-- START Input material --

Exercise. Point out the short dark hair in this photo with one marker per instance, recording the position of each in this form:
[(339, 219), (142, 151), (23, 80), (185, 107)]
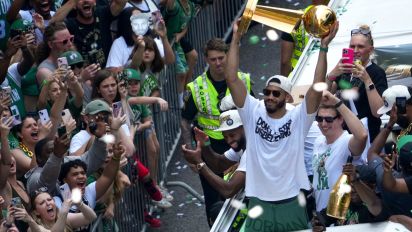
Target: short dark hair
[(65, 169), (323, 106), (215, 44), (41, 161)]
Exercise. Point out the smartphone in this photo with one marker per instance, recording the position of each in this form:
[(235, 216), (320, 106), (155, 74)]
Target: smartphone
[(61, 131), (401, 105), (44, 116), (63, 64), (117, 106), (349, 54), (13, 33), (16, 202), (66, 116)]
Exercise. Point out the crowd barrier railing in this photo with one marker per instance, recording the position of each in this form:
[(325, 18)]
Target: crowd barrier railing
[(212, 20)]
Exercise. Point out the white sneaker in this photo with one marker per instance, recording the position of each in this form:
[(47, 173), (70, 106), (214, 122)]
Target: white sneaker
[(165, 193), (162, 203)]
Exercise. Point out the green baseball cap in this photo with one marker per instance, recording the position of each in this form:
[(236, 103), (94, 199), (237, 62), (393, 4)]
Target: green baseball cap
[(132, 74), (73, 57), (96, 106), (21, 25)]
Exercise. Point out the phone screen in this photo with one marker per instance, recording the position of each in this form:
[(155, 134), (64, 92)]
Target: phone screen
[(401, 105)]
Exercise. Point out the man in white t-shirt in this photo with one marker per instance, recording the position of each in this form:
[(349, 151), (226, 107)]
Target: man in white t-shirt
[(275, 139), (331, 150)]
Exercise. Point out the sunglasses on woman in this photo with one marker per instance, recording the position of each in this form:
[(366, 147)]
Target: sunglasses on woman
[(328, 119), (365, 32)]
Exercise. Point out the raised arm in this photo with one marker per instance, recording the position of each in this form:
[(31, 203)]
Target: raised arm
[(84, 218), (313, 97), (5, 126), (110, 171), (63, 11), (236, 86)]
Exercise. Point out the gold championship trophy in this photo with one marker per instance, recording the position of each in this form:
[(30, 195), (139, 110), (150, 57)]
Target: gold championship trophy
[(317, 19)]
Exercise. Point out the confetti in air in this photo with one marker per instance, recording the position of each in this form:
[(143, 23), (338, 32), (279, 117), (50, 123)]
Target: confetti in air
[(272, 35), (255, 212), (108, 138)]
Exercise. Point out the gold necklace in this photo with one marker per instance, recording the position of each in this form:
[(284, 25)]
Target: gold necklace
[(405, 131), (26, 150)]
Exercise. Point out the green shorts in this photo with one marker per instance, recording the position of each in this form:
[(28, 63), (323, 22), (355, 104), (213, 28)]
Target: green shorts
[(181, 63), (277, 217)]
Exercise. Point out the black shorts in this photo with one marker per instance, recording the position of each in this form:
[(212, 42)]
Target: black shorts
[(186, 45)]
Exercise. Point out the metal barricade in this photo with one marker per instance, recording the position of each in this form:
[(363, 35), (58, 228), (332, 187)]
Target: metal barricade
[(211, 21)]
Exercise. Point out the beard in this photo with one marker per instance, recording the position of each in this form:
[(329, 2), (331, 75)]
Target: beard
[(275, 108), (241, 144)]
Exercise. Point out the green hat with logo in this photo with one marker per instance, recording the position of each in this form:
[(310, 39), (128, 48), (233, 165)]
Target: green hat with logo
[(21, 25), (132, 74), (73, 57), (96, 106)]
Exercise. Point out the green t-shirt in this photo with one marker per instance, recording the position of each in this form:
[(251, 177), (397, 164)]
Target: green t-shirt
[(4, 24), (178, 18), (148, 84)]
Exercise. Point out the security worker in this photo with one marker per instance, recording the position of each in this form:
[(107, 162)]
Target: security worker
[(204, 96)]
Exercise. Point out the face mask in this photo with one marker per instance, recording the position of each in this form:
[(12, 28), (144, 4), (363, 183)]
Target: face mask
[(140, 24)]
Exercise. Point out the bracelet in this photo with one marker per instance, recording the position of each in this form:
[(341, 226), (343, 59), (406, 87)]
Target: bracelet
[(338, 104), (387, 126), (322, 49)]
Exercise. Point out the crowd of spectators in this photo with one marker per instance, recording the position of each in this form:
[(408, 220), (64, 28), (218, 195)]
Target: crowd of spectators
[(79, 79)]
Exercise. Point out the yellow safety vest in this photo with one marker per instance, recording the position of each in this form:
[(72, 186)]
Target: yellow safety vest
[(300, 38), (206, 100)]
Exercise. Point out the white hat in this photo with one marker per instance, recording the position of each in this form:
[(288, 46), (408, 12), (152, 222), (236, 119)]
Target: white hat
[(281, 82), (389, 97), (227, 103), (229, 120)]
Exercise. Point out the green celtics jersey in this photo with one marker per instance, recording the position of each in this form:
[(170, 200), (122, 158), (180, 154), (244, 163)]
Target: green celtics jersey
[(4, 25)]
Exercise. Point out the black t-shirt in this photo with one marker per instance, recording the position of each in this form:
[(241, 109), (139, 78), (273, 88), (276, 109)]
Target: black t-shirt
[(94, 40), (287, 37), (408, 181), (378, 77)]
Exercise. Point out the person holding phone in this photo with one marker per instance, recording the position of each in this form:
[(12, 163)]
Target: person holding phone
[(372, 79)]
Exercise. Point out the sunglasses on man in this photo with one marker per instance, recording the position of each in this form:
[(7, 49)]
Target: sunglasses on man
[(328, 119), (275, 93)]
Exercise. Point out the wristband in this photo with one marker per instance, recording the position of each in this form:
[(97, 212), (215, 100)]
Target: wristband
[(338, 104), (207, 143), (322, 49)]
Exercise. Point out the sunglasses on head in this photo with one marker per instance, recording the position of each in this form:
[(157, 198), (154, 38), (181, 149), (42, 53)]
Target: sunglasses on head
[(65, 41), (275, 93), (365, 32), (40, 190), (77, 65), (328, 119)]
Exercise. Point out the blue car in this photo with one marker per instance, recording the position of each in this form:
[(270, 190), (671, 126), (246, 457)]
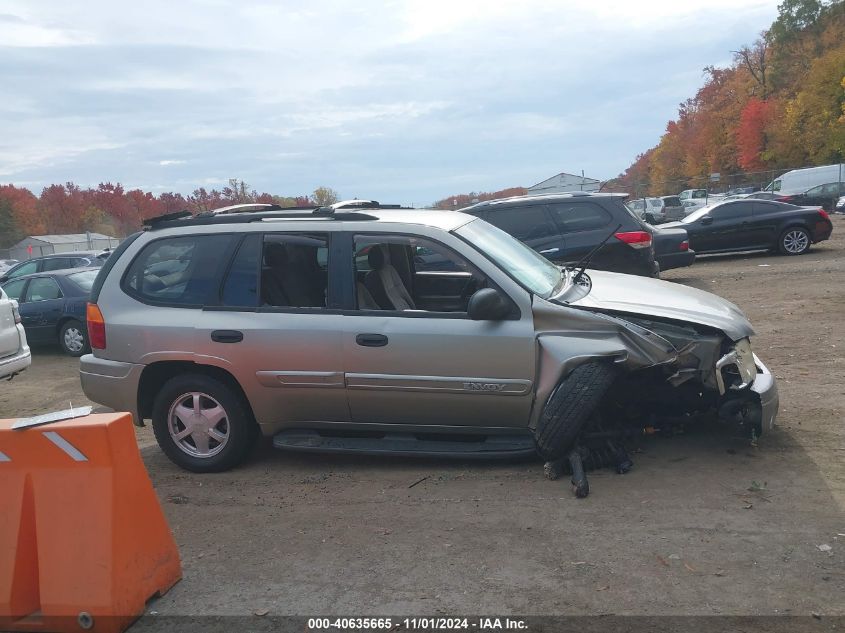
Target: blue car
[(52, 306)]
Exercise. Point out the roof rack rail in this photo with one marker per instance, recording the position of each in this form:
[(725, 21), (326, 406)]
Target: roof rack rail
[(355, 203), (245, 208), (243, 217), (176, 215)]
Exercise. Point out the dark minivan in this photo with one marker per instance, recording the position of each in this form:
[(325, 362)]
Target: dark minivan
[(565, 227)]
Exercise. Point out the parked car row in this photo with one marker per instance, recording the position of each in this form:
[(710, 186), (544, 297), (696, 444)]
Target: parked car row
[(58, 261), (47, 296), (15, 356)]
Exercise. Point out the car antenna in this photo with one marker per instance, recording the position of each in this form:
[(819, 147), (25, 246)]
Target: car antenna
[(585, 261)]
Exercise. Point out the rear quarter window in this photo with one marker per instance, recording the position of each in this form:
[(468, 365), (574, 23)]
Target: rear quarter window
[(579, 216), (179, 271), (524, 223)]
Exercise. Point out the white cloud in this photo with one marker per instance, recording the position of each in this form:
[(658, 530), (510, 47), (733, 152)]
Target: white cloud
[(423, 95)]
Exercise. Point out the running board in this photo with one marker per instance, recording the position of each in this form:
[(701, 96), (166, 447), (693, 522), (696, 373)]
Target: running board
[(441, 445)]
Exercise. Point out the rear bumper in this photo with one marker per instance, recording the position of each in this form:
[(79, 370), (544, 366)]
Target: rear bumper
[(111, 383), (822, 231), (12, 365), (676, 260)]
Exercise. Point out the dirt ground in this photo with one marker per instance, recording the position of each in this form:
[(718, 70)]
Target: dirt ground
[(680, 534)]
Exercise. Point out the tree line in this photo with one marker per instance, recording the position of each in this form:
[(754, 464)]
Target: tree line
[(112, 210), (780, 105)]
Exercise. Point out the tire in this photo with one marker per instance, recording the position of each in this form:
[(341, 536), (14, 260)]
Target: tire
[(73, 338), (569, 407), (203, 452), (794, 241)]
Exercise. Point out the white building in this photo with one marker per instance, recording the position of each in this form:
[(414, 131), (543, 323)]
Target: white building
[(38, 245), (565, 182)]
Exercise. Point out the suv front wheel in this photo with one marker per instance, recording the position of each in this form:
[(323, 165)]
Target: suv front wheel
[(570, 406), (201, 424)]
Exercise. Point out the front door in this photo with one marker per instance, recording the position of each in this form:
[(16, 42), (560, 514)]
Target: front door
[(427, 363)]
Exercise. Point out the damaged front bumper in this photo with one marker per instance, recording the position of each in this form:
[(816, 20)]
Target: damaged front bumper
[(766, 390), (756, 405)]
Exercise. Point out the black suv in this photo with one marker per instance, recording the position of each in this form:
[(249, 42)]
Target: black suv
[(565, 227)]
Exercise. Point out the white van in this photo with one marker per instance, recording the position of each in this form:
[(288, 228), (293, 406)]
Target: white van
[(799, 180)]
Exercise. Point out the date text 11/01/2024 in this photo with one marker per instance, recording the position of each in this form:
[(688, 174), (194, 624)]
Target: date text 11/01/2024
[(418, 623)]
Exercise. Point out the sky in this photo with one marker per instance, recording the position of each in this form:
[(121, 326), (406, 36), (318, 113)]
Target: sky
[(400, 101)]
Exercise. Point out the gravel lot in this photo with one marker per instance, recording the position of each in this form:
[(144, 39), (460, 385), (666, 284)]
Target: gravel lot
[(681, 534)]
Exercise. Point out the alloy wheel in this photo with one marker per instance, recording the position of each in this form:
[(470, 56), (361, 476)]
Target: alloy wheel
[(198, 424), (795, 242)]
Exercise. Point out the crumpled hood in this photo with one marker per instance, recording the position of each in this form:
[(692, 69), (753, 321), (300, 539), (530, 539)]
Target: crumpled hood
[(614, 292)]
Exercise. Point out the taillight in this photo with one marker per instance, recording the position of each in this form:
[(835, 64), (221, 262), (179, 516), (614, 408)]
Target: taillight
[(635, 239), (96, 327)]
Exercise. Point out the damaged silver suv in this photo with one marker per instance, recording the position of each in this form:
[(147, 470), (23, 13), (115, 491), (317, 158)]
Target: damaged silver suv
[(398, 331)]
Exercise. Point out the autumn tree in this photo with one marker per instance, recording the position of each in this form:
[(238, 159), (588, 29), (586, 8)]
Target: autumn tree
[(324, 196), (751, 135)]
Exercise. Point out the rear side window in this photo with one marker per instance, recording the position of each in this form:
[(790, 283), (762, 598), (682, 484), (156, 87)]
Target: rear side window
[(580, 216), (84, 280), (178, 270), (729, 211), (241, 286), (43, 289), (524, 223), (26, 269), (14, 289)]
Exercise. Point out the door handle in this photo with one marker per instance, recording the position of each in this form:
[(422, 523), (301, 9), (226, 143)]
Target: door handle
[(371, 340), (227, 336)]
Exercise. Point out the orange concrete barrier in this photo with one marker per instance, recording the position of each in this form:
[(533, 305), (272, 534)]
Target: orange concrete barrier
[(83, 540)]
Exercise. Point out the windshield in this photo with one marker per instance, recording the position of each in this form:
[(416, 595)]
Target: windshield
[(533, 271), (84, 280)]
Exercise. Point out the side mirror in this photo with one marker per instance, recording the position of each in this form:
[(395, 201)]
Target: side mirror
[(488, 304)]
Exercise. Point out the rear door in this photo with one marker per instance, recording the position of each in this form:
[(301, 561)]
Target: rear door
[(726, 227), (532, 225), (9, 337), (56, 263), (277, 328), (766, 222)]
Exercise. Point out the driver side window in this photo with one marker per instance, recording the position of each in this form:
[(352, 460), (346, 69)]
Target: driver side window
[(411, 274)]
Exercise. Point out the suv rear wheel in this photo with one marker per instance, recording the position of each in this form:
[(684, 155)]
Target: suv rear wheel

-- END Input material --

*Objective*: Rewrite the items from the line containing "Exercise. Point out the gold necklace" through the line containing "[(140, 24)]", inclusive, changing every "shorts" to "pants" and leaving everything else as it stands.

*Expected answer*:
Exercise. Point out the gold necklace in this photo with one marker per instance, recording the position of each in this form:
[(284, 25)]
Target: gold necklace
[(405, 131), (26, 150)]
Exercise. Point out the green pants in this photo with one marker per instance, recording the position of each in this form:
[(28, 63), (323, 22), (355, 104), (213, 28)]
Target: green pants
[(181, 63), (277, 217)]
Exercise. Point out the black pants in this photo with one marker per instance, recording the position of each in this form:
[(212, 42)]
Target: black pants
[(186, 45)]
Exercise. Point out the metal barricade in this photo with one marker per instance, recording the position of each in this form:
[(363, 35), (58, 228), (332, 187)]
Target: metal barricade
[(211, 21)]
Exercise. Point out the beard in this photo with one marker per instance, recording the position of each in this form:
[(329, 2), (331, 75)]
Target: beard
[(275, 108), (241, 144)]
Exercise. Point out the green hat with logo in this photo with one marker per instance, recording the position of each in this form:
[(310, 39), (128, 48), (233, 165)]
Target: green hat with logo
[(21, 25), (132, 74), (73, 57), (96, 106)]
Exercise. Point out the green t-shirt in this photo with one marker per instance, recording the position of each in this form:
[(251, 177), (397, 164)]
Target: green t-shirt
[(4, 24), (178, 18), (148, 84)]
Exercise. Point out the security worker in this photo with one marker per instance, recording the position of each in this form:
[(107, 162)]
Target: security worker
[(204, 96)]
Exercise. Point out the face mask in this photo with one marker per instance, recording the position of each in this form:
[(12, 28), (144, 4), (363, 183)]
Target: face mask
[(140, 24)]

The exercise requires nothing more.